- _PROBLEM TO WORK ON_
Once the line containing "ear with a point in the photo above." is found, retype it and each line after it through the last entry below, word for word, and nothing else.
========
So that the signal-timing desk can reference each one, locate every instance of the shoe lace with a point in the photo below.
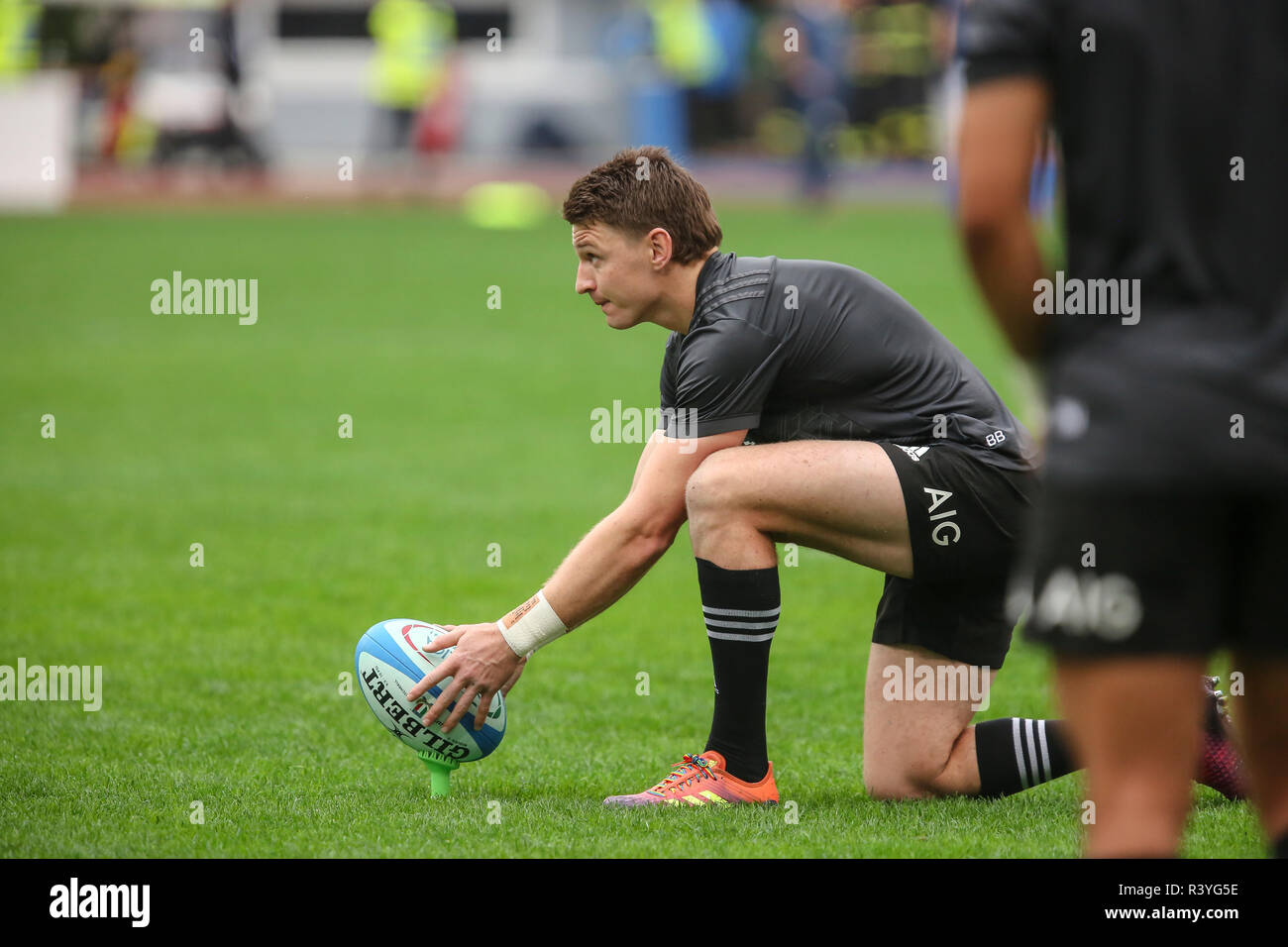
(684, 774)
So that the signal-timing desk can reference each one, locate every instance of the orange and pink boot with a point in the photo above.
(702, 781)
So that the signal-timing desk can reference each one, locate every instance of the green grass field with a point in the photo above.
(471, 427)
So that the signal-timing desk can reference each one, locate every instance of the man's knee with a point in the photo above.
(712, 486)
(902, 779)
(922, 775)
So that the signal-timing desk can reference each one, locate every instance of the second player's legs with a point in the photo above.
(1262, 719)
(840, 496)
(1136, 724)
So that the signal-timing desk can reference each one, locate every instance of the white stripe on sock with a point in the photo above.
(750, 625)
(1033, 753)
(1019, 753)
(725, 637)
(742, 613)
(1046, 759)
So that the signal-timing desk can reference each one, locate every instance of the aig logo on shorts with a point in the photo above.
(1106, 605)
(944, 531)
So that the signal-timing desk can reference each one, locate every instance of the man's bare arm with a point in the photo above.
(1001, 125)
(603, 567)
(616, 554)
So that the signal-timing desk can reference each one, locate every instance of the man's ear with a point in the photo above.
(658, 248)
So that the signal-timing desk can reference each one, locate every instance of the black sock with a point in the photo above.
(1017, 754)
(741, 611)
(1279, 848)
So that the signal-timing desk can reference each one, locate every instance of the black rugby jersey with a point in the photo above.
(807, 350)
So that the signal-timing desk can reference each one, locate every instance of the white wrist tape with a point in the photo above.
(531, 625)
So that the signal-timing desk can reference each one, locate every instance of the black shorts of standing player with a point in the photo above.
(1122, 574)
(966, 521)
========
- _ANSWER FOR THIS EXERCISE_
So that the signal-timing desk can reference each one, locate every instance of the man's ear with a point in the photo above.
(658, 248)
So that the signal-timing desk can reference each one, locate every instance of the black sock with a point in the photo above.
(1017, 754)
(741, 611)
(1279, 848)
So that the signal-timing desk can reference each one, locate every instance of the black rugby jersey with a point in the photo above.
(807, 350)
So that the signal-timing desk can reference each one, locate every instance of the white wrist tape with a point in the photo above.
(531, 625)
So that the signal-timing desk can reference each one, locate every instance of the black shorts of standing player with a point in the photo above.
(1122, 574)
(966, 521)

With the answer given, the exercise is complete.